**DATA TO PROCESS**
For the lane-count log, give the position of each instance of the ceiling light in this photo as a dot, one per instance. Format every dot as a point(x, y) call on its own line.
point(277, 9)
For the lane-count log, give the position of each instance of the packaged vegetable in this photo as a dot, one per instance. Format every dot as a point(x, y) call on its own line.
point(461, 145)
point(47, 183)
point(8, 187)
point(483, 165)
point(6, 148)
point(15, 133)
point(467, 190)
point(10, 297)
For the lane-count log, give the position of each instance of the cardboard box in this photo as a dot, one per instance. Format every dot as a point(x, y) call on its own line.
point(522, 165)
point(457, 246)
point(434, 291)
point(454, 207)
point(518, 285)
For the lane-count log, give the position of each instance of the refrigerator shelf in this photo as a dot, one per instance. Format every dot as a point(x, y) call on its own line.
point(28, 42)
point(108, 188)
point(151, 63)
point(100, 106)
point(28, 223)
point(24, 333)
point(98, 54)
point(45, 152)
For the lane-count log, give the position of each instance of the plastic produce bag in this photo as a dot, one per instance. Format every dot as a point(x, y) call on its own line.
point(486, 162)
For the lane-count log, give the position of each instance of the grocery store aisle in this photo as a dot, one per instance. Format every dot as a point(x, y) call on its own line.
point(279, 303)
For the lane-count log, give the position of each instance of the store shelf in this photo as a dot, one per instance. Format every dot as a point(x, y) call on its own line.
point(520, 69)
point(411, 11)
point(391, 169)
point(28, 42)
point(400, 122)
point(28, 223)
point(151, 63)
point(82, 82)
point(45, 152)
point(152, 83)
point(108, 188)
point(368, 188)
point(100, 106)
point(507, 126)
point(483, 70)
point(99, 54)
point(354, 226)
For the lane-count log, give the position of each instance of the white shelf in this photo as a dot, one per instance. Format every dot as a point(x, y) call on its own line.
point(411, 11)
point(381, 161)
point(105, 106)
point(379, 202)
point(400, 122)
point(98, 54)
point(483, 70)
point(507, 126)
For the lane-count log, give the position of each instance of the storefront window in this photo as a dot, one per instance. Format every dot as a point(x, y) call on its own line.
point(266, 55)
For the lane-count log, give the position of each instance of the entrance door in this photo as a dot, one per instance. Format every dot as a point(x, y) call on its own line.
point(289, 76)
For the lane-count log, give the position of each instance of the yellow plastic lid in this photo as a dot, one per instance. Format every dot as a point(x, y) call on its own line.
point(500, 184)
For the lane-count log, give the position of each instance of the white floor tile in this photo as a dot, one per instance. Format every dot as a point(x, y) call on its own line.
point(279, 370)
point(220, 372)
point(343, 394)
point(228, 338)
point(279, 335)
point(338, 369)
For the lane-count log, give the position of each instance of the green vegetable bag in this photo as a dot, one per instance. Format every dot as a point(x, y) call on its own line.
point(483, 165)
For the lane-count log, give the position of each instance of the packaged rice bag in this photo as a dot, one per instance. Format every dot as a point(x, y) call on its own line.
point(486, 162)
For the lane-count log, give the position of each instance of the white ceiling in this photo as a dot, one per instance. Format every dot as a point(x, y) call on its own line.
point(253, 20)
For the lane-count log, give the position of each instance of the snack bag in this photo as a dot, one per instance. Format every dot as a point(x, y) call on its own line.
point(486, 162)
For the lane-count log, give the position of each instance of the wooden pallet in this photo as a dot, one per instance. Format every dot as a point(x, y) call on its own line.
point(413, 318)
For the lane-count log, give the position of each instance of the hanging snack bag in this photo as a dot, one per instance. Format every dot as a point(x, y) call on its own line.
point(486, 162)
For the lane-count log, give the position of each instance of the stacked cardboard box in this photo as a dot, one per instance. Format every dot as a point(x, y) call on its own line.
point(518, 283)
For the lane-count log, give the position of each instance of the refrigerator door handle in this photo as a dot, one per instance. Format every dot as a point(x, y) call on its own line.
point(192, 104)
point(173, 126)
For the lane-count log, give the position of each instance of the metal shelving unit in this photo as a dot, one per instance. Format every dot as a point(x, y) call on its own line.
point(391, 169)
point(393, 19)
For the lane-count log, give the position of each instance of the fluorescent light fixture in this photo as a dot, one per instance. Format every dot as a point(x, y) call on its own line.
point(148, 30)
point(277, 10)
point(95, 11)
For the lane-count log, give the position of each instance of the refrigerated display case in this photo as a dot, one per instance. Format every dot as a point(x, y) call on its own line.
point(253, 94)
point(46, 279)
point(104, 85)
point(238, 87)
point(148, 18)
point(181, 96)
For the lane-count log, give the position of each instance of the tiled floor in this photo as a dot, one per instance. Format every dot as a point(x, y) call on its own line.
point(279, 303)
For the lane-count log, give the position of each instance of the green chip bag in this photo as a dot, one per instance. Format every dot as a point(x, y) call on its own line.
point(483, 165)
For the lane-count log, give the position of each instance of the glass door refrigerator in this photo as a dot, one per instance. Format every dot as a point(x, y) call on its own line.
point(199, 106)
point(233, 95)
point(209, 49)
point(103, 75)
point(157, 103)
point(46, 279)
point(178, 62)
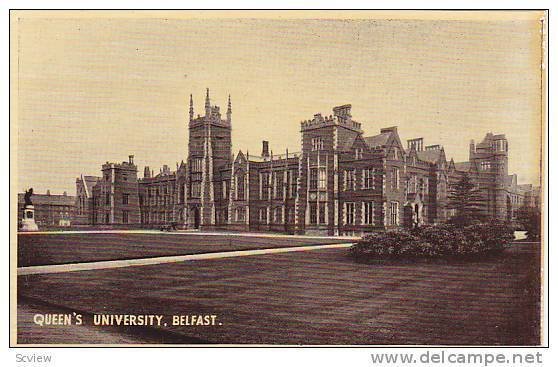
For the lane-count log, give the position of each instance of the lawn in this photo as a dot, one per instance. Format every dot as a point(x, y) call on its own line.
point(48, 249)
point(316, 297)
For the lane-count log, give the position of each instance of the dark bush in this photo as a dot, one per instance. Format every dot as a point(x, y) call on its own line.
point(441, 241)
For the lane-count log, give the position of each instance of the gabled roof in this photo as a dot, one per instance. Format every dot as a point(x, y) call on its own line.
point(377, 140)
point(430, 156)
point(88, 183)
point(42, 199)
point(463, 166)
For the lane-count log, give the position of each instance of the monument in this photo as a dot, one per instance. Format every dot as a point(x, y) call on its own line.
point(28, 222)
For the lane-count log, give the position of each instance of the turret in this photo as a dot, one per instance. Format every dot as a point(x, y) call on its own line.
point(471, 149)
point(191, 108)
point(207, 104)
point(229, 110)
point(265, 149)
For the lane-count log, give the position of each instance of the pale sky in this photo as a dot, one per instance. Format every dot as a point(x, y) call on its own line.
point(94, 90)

**WHAT IS REQUIRED**
Arrange every line of the records above as a Markdown table with the columns "Row" and "Entry," numbering the rows and skipping blank lines. Leave the pictures out of your answer.

**RESPONSE**
| Row | Entry |
|---|---|
| 1 | For the lane-count log, give the position of each instance of the ceiling light in this photo as a dot, one per instance. Format every dot as a point(x, y) call on its own line. |
| 2 | point(277, 9) |
| 3 | For the lane-count log, give the position of each instance of the packaged vegetable in this photo as a dot, one per instance. Format every dot as a point(x, y) call on its own line. |
| 4 | point(461, 145) |
| 5 | point(47, 183) |
| 6 | point(8, 187) |
| 7 | point(483, 165) |
| 8 | point(6, 148) |
| 9 | point(15, 133) |
| 10 | point(467, 190) |
| 11 | point(10, 297) |
| 12 | For the lane-count log, give the position of each instance of the cardboard box in this photo as a dot, one per instance. Format every dot as a point(x, y) call on its own line. |
| 13 | point(522, 165) |
| 14 | point(457, 246) |
| 15 | point(434, 291) |
| 16 | point(454, 207) |
| 17 | point(518, 285) |
| 18 | For the lane-count log, give the position of each instance of the refrigerator shelf in this photo as a dot, one per instance. Format every dot as a point(x, y) call on its own line. |
| 19 | point(28, 42) |
| 20 | point(108, 188) |
| 21 | point(151, 63) |
| 22 | point(100, 106) |
| 23 | point(28, 223) |
| 24 | point(24, 333) |
| 25 | point(98, 54) |
| 26 | point(45, 152) |
| 27 | For the lane-count log, give the position of each instance of the plastic produce bag in this photo as a dot, one per instance. Format every dot as a point(x, y) call on its own line. |
| 28 | point(486, 162) |
| 29 | For the lane-count log, give the position of each instance of the grocery store aisle in this photo as a dot, one per instance. Format every dot as a point(x, y) call on its own line. |
| 30 | point(279, 303) |
| 31 | For the lane-count log, give the position of each instance of the store shelf in this photo as a dot, one per instance. Format every dot as a point(x, y) call on its own line. |
| 32 | point(520, 69) |
| 33 | point(411, 11) |
| 34 | point(391, 169) |
| 35 | point(28, 42) |
| 36 | point(400, 122) |
| 37 | point(28, 223) |
| 38 | point(151, 63) |
| 39 | point(82, 82) |
| 40 | point(45, 152) |
| 41 | point(152, 83) |
| 42 | point(108, 188) |
| 43 | point(368, 188) |
| 44 | point(100, 106) |
| 45 | point(507, 126) |
| 46 | point(483, 70) |
| 47 | point(99, 54) |
| 48 | point(354, 226) |
| 49 | For the lane-count log, give the position of each instance of the white shelf in this photo as a dot, one per instance. Format every dot as a point(x, y) call on its own line. |
| 50 | point(411, 11) |
| 51 | point(381, 161) |
| 52 | point(105, 106) |
| 53 | point(379, 202) |
| 54 | point(400, 122) |
| 55 | point(98, 54) |
| 56 | point(483, 70) |
| 57 | point(507, 126) |
| 58 | For the lane-count log, give the position of each instance of the storefront window in this photo as a dot, one per instance. Format every dot as a point(x, y) call on its own line. |
| 59 | point(266, 55) |
| 60 | For the lane-count log, give the position of each instance of the entrance door in this photo as a dot, one per instance. Format every dot as a point(x, y) call on its own line. |
| 61 | point(289, 76) |
| 62 | For the lane-count log, give the position of each instance of the yellow plastic lid in this photo as a dot, one per instance. Format every dot as a point(x, y) call on its own line. |
| 63 | point(500, 184) |
| 64 | For the lane-count log, give the position of each instance of the white floor tile in this photo as a dot, one per instance. Format every dot as a point(x, y) call on its own line. |
| 65 | point(279, 370) |
| 66 | point(220, 372) |
| 67 | point(343, 394) |
| 68 | point(228, 338) |
| 69 | point(279, 335) |
| 70 | point(338, 369) |
| 71 | For the lane-count log, give the position of each instance of the green vegetable bag in this photo as a dot, one per instance. Format every dot as a point(x, y) call on its own line. |
| 72 | point(483, 165) |
| 73 | For the lane-count log, give the position of each instance of the packaged rice bag in this photo as a dot, one per instance. Format every dot as a point(x, y) call on its own line. |
| 74 | point(486, 162) |
| 75 | For the lane-count log, give the position of each instance of the white ceiling in this photo as a dot, one per instance. Format every dot as a point(x, y) call on its own line. |
| 76 | point(253, 20) |
| 77 | For the lane-count log, give the position of each instance of the snack bag in this photo as a dot, one per instance. Format every dot as a point(x, y) call on its own line. |
| 78 | point(486, 162) |
| 79 | For the lane-count log, give the position of each instance of the wooden pallet in this photo as a dot, one per instance. Format every dot as a point(x, y) call on its own line. |
| 80 | point(413, 318) |
| 81 | For the lane-count log, give the position of each instance of the hanging snack bag in this photo as a dot, one per instance. Format every dot as a point(x, y) call on its own line. |
| 82 | point(486, 162) |
| 83 | For the lane-count log, give the position of each instance of the stacked cardboard box in this photo as a dot, one per instance. Format every dot as a point(x, y) call on its own line. |
| 84 | point(518, 283) |
| 85 | For the lane-count log, give the position of each instance of the refrigerator door handle in this photo as a dot, one per instance. Format every dot as a point(x, y) call on its own line. |
| 86 | point(192, 104) |
| 87 | point(173, 126) |
| 88 | For the lane-count log, give the position of each instance of the metal shelving unit in this photo as a dot, one per instance. Format every dot as a point(x, y) call on its own line. |
| 89 | point(391, 169) |
| 90 | point(393, 19) |
| 91 | For the lane-count log, give the position of each instance of the fluorescent light fixture in this photo as a dot, one per instance. Format every dot as a point(x, y) call on its own line. |
| 92 | point(148, 30) |
| 93 | point(277, 10) |
| 94 | point(95, 11) |
| 95 | For the lane-count log, give the position of each instance of the refrigerated display case in this photo as a dot, one per instance. Format every dot as a point(x, y) call on its own line. |
| 96 | point(253, 94) |
| 97 | point(46, 279) |
| 98 | point(104, 85) |
| 99 | point(238, 87) |
| 100 | point(148, 18) |
| 101 | point(181, 96) |
| 102 | For the lane-count log, give the position of each instance of the tiled floor in this photo as a dot, one per instance. Format every dot as a point(x, y) call on its own line. |
| 103 | point(279, 303) |
| 104 | For the lane-count log, give the position of each instance of the green chip bag in this photo as a dot, one per instance. Format every dot as a point(x, y) call on its own line. |
| 105 | point(483, 165) |
| 106 | For the lane-count log, give the position of each instance of the glass door refrigerator in this photo as a dot, one per instance. Format every dot as a point(x, y) call on its own line. |
| 107 | point(199, 106) |
| 108 | point(233, 95) |
| 109 | point(209, 49) |
| 110 | point(103, 75) |
| 111 | point(157, 103) |
| 112 | point(46, 279) |
| 113 | point(178, 62) |
| 114 | For the lane-count log, give the position of each instance of the lawn in this photo as a dot, one per instance. Format every dot as a point(x, y) call on its own line. |
| 115 | point(48, 249) |
| 116 | point(316, 297) |
| 117 | For the lane-count log, give the position of each instance of the dark bush in this photo as a dot, one per instance. Format every dot as a point(x, y) call on its own line. |
| 118 | point(441, 241) |
| 119 | For the lane-count log, give the position of each instance of the gabled roof in this photo as a dot, one per instance. Format every dot as a point(x, y) call on its own line. |
| 120 | point(377, 140) |
| 121 | point(430, 156) |
| 122 | point(88, 183) |
| 123 | point(42, 199) |
| 124 | point(463, 166) |
| 125 | For the lane-count log, give the position of each instance of the monument in this photo as a dot, one per instance. Format every dot as a point(x, y) call on its own line. |
| 126 | point(28, 222) |
| 127 | For the lane-count log, give the position of each instance of the turret in this photo as a dot, one per instance. Format every dot as a point(x, y) call on its own line. |
| 128 | point(471, 149) |
| 129 | point(191, 108) |
| 130 | point(207, 104) |
| 131 | point(229, 110) |
| 132 | point(265, 149) |
| 133 | For the lane-count log, give the position of each instance of the pale sky in this photo as a dot, one per instance. Format every dot as a point(x, y) call on its own line. |
| 134 | point(94, 90) |